----- Provided information -----
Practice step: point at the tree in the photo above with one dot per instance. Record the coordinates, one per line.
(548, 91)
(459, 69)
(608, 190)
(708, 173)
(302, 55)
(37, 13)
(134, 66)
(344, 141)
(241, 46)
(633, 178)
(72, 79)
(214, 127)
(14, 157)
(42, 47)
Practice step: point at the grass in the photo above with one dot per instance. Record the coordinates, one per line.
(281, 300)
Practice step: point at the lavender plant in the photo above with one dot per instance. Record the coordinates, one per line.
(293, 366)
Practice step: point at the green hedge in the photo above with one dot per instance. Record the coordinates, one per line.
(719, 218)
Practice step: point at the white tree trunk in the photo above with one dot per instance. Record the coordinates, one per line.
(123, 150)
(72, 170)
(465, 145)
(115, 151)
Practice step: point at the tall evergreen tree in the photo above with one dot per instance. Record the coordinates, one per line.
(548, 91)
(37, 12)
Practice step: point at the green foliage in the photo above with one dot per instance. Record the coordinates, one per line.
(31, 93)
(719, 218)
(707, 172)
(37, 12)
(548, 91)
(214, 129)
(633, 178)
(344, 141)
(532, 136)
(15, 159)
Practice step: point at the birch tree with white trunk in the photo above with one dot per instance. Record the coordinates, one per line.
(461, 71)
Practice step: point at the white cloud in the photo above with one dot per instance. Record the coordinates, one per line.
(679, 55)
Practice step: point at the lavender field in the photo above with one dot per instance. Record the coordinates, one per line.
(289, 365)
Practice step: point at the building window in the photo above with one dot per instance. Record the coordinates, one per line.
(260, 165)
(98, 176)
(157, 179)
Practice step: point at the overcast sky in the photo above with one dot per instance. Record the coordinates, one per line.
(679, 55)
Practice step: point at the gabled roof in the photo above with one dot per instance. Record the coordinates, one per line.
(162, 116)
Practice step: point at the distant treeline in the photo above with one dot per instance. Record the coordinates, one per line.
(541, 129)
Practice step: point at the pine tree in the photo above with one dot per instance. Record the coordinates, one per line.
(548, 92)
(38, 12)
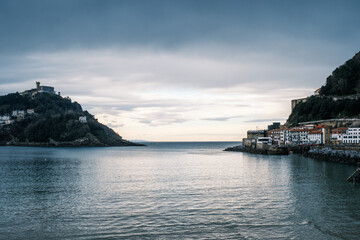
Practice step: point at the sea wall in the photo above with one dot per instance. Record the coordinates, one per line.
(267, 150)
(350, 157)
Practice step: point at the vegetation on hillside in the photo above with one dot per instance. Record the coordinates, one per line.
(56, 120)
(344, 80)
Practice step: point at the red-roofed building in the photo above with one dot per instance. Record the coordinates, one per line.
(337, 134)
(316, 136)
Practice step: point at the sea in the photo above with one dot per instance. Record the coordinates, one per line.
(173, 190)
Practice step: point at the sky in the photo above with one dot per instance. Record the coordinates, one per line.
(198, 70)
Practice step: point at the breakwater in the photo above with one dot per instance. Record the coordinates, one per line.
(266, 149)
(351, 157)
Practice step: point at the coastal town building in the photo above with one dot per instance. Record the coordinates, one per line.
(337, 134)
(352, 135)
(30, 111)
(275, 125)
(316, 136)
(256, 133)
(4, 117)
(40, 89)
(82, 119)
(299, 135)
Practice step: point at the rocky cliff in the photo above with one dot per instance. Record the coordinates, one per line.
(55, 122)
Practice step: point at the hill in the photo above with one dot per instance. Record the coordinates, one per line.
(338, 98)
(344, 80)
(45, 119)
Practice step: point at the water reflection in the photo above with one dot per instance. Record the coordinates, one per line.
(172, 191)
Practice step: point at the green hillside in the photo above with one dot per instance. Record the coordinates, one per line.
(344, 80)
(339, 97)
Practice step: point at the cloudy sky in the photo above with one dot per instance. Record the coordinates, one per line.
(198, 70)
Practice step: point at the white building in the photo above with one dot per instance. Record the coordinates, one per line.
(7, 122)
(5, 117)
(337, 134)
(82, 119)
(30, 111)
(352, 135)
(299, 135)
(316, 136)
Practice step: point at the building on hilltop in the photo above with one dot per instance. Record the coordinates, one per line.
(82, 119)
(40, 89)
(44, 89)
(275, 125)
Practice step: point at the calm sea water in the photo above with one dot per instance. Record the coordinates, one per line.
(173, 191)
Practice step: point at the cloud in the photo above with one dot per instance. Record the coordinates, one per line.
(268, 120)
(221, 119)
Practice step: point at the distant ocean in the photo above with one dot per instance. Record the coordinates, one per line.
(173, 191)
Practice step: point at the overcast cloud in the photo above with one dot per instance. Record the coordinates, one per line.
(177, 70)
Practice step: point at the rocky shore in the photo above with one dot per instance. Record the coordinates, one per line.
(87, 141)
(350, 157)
-----
----- Provided information -----
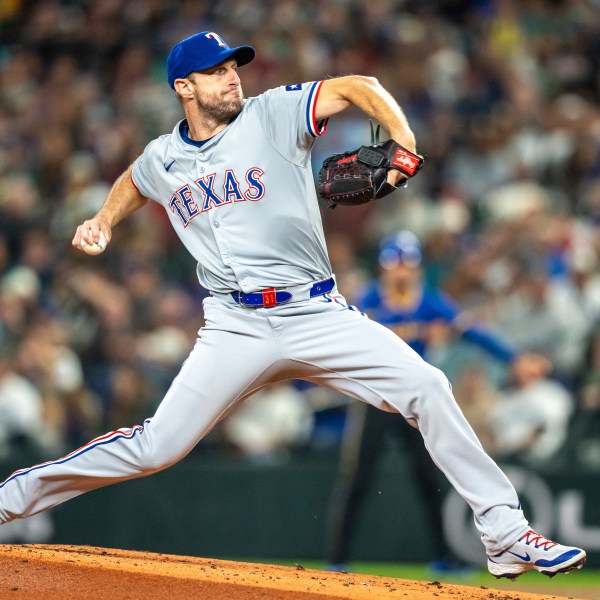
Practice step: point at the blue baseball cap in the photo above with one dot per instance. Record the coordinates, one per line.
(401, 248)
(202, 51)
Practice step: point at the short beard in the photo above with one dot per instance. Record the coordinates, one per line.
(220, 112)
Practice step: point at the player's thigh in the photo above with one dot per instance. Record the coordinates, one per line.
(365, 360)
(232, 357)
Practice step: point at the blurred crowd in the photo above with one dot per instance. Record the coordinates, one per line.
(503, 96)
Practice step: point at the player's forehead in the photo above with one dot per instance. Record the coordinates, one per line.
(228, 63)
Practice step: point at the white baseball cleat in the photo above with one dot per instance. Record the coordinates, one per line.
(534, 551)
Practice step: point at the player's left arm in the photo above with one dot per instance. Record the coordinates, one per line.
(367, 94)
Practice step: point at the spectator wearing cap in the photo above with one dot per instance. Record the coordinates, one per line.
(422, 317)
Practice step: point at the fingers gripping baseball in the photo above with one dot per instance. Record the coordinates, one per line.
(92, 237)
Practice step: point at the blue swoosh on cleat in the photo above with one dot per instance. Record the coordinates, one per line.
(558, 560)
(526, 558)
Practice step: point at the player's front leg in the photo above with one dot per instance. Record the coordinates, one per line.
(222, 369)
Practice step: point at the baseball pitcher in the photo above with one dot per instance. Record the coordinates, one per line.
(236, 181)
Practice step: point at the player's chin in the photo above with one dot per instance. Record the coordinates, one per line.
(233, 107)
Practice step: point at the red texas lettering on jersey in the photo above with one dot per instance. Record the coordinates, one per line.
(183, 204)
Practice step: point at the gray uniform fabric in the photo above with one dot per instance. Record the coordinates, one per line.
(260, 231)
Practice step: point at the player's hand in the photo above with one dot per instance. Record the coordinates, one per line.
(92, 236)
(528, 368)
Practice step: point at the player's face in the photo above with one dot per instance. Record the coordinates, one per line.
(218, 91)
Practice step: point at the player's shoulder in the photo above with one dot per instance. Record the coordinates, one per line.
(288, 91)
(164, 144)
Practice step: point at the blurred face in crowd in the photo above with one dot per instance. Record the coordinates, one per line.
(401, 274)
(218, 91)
-----
----- Provided information -----
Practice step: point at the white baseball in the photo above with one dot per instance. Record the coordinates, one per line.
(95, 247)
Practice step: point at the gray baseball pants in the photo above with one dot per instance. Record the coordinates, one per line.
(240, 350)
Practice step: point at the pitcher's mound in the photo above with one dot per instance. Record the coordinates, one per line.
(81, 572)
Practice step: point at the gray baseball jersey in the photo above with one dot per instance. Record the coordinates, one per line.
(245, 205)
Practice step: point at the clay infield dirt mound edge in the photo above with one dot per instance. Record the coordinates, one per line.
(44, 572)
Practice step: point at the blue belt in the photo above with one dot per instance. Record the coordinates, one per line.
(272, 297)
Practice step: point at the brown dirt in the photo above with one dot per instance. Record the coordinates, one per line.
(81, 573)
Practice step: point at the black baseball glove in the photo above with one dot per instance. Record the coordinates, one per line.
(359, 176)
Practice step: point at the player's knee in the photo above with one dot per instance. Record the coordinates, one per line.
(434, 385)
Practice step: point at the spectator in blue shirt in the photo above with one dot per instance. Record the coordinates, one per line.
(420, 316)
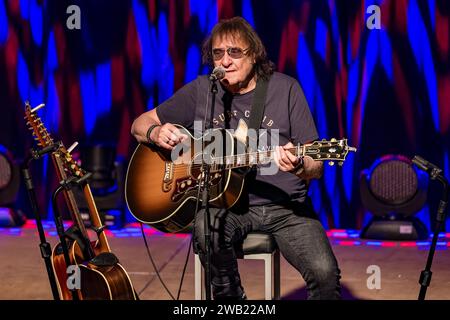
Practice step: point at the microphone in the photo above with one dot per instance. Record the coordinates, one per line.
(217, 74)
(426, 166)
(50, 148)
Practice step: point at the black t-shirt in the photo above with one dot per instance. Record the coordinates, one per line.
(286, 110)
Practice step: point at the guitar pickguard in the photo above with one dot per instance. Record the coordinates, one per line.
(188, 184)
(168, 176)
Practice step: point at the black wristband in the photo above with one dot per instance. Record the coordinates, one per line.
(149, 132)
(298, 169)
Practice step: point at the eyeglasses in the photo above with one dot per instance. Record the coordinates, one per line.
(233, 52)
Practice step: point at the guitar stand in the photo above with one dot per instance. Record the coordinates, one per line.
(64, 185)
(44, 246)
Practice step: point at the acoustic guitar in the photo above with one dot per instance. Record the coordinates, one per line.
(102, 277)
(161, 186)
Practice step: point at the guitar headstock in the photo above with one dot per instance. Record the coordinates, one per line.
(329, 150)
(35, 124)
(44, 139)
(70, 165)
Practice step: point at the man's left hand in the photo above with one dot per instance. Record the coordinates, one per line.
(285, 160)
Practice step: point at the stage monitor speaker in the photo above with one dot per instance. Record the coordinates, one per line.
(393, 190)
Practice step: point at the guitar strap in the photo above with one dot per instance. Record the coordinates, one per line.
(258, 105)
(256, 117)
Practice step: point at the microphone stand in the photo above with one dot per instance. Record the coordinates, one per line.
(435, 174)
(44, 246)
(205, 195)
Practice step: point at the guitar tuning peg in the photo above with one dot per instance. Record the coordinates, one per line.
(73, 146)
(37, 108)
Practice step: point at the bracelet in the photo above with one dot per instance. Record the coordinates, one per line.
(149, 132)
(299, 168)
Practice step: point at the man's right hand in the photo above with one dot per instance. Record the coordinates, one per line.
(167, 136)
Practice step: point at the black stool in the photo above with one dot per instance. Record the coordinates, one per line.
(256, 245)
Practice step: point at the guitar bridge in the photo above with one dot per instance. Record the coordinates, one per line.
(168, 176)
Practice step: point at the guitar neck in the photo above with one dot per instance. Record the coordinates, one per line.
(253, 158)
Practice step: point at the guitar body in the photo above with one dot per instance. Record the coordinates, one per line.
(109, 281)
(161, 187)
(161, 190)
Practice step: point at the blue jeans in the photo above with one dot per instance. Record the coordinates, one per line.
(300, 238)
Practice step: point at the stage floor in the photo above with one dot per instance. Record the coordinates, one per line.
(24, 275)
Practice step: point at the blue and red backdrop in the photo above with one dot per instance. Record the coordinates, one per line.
-----
Report how many lines of the material above contain the word "spectator". Give the number alone.

### The response
2